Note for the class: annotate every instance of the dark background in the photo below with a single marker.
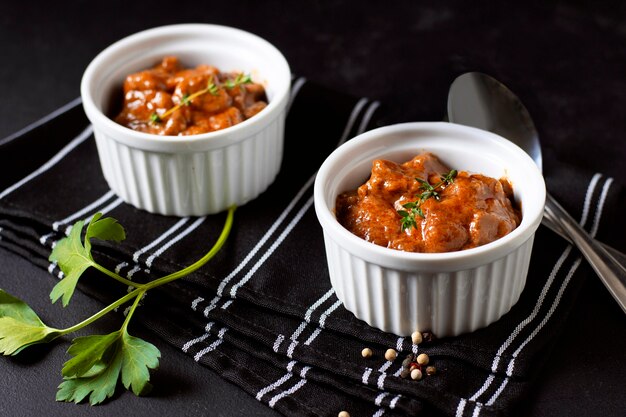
(566, 61)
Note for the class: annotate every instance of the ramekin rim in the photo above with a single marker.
(474, 256)
(241, 130)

• • • •

When you reach the line containing "Note for the class: annotate every instance of the ramekin" in the listing, transcribe it and every line after it exactly, through the last line, and add nothing.

Solved problem:
Note for the class: annotate every instance of the ramekin rim in the photo above with a single marker.
(474, 256)
(241, 130)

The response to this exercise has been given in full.